**DATASET**
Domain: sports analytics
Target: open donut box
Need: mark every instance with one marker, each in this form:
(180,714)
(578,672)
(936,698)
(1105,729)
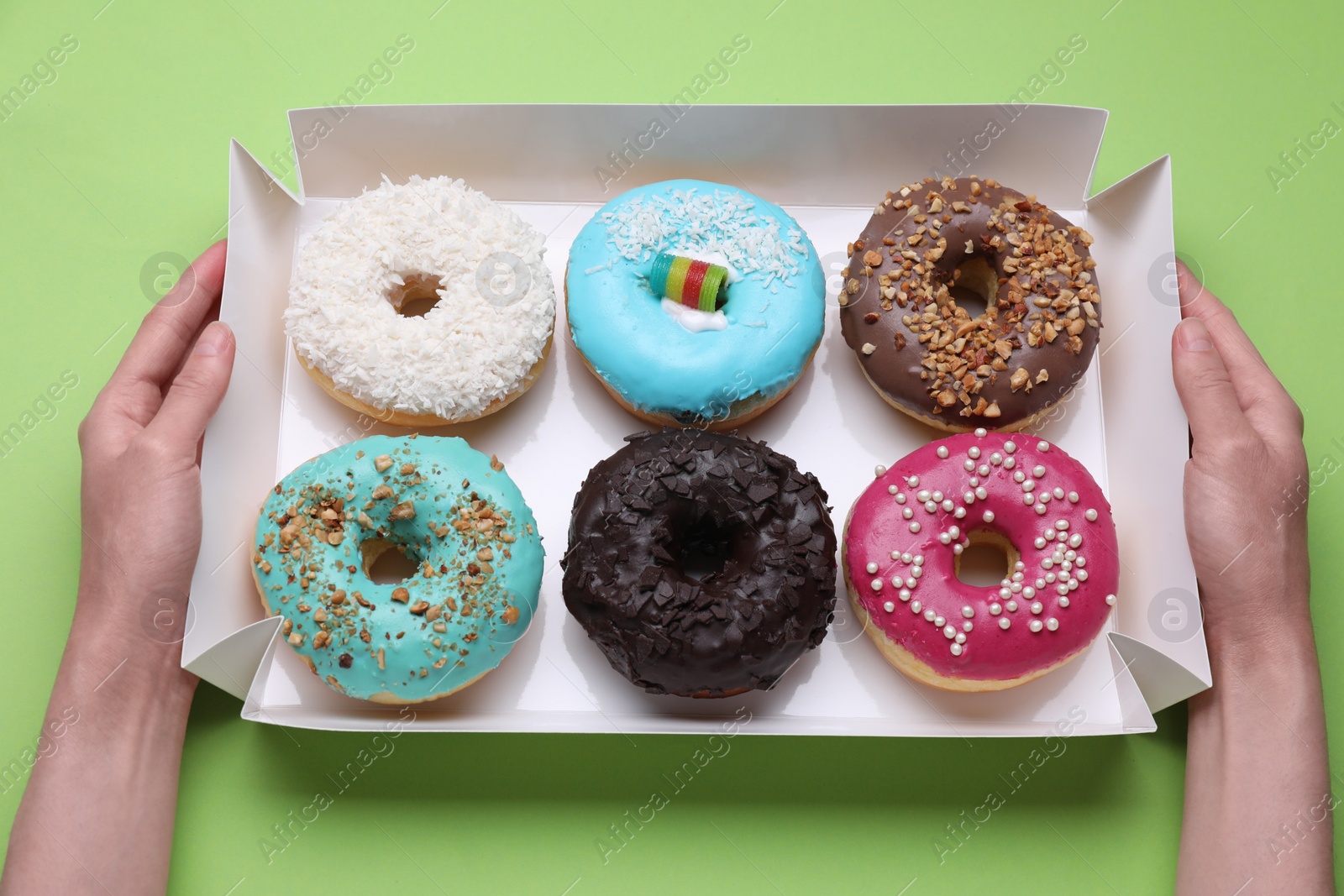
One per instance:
(827,165)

**TASK INSTRUCTIONS**
Copy all of the data above word for word, leaving out the pictures.

**THE RESULT**
Domain: sports analytics
Target: open donut box
Need: mark every instance with one marker, each in this form:
(180,714)
(578,672)
(936,698)
(1105,729)
One per instance:
(827,165)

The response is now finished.